• **Given information**
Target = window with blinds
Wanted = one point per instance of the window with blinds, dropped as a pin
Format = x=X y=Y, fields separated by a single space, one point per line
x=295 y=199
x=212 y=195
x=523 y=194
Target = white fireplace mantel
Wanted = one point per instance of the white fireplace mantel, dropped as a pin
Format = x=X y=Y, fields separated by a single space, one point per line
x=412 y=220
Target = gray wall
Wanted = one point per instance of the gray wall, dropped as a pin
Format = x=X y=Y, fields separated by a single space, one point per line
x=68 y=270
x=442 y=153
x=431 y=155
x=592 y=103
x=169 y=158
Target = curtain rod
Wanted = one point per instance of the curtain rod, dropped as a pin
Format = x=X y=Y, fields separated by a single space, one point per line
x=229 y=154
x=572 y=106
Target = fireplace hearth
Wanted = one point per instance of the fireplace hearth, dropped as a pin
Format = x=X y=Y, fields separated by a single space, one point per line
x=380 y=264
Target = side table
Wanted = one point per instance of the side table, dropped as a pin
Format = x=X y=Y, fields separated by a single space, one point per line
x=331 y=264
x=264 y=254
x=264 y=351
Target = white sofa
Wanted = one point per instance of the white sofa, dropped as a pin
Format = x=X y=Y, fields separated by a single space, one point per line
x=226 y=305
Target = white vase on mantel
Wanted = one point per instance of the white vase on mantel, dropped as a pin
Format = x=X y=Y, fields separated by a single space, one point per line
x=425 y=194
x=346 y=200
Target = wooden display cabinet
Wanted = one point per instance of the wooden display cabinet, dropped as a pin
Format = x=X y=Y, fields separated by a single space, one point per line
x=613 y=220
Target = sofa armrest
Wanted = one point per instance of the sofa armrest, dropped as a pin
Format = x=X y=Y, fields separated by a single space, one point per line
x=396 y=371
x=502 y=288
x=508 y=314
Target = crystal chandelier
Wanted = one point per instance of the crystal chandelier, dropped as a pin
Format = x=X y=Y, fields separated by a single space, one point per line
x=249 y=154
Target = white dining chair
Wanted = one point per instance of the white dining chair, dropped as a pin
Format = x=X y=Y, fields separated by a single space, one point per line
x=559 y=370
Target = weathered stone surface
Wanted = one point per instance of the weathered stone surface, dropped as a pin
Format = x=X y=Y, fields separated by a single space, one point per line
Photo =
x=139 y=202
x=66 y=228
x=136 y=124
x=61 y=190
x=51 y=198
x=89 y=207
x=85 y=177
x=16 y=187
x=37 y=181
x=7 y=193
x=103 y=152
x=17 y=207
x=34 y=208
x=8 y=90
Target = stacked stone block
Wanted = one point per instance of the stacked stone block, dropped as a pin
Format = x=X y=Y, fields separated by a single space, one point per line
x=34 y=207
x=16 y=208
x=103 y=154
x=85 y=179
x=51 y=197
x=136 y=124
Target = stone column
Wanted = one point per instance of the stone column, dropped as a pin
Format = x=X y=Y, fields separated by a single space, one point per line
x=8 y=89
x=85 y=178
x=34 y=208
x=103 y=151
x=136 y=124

• **What the task requires**
Restate the data above exactly, keeping each word as it stands.

• **Solution for this problem**
Target = window with blinds
Wanted = one point per instance of the window with blinds, dropped as a pin
Format = x=X y=Y, fields separated by a single space, one point per line
x=295 y=199
x=212 y=195
x=523 y=194
Target = white fireplace mantel
Wanted = one point per instance of the white fireplace mantel, dropped as a pin
Format = x=X y=Y, fields separated by a single space, one point per line
x=412 y=220
Target = gray wall
Wanted = one point per instance of the gray wall, dropped as a pin
Format = x=X y=Y, fields separated by a single space, one point per line
x=68 y=270
x=442 y=153
x=431 y=155
x=592 y=103
x=169 y=158
Target = curtain rod
Wanted = one point per instance of the curtain rod, dropped as a pin
Format = x=X y=Y, fields separated by a single space, one point per line
x=229 y=154
x=572 y=106
Target = fireplace hearth
Wanted = one point per instance of the fireplace hearth, dropped as a pin
Format = x=X y=Y, fields separated by a single space, one point per line
x=380 y=264
Target = side table
Wanted = one point per instance of the side table, dropped as a pin
Format = x=X y=Y, fields separated by a single space, one point per line
x=331 y=264
x=264 y=254
x=264 y=351
Target = white sofa
Wanted = one point per instance of the white sofa, dropped as a pin
Format = x=X y=Y, fields separated by a single space, one point per line
x=226 y=305
Target = white vase on mantel
Wanted = one point per instance of the white vase on mantel, dropped as a pin
Format = x=X y=Y, fields separated by a single space, one point per line
x=425 y=194
x=346 y=200
Target = wooden display cabinet
Wanted = one point per instance of the wooden display cabinet, dropped as a pin
Format = x=X y=Y, fields separated by a single space, one point per line
x=613 y=220
Target = sofa armrest
Wanted = one point per instance of the sofa armrest, dropped as a pin
Format = x=X y=Y, fields separated by a single space, one point per line
x=396 y=371
x=502 y=288
x=508 y=314
Target = crystal chandelier
Wanted = one point per instance of the crystal chandelier, dropped as a pin
Format = x=X y=Y, fields separated by a single space, one point per line
x=249 y=154
Target = white dining chair
Wanted = one point per instance of the white dining chair, dropped as a pin
Format = x=X y=Y, fields separated by a single space, one point per line
x=559 y=370
Target = weathered stone surface
Wanted = one point per instance of the weathered stone surface, dropped as a pin
Format = x=X y=Y, fields separated by a single space, one point per line
Photo =
x=139 y=202
x=66 y=228
x=136 y=124
x=61 y=190
x=51 y=198
x=89 y=207
x=85 y=177
x=16 y=187
x=37 y=181
x=7 y=193
x=103 y=152
x=17 y=207
x=34 y=208
x=8 y=90
Target = stacked stone block
Wanted = one point per instance of the stacked stone block, dropped as a pin
Format = x=X y=Y, fields separated by a single space, one point per line
x=34 y=207
x=16 y=208
x=103 y=154
x=85 y=179
x=51 y=197
x=136 y=124
Target = stone column
Wanted = one point per instance of the stone column, dropped as a pin
Format = x=X y=Y, fields separated by a single space, one point per line
x=8 y=89
x=85 y=178
x=34 y=208
x=103 y=151
x=136 y=124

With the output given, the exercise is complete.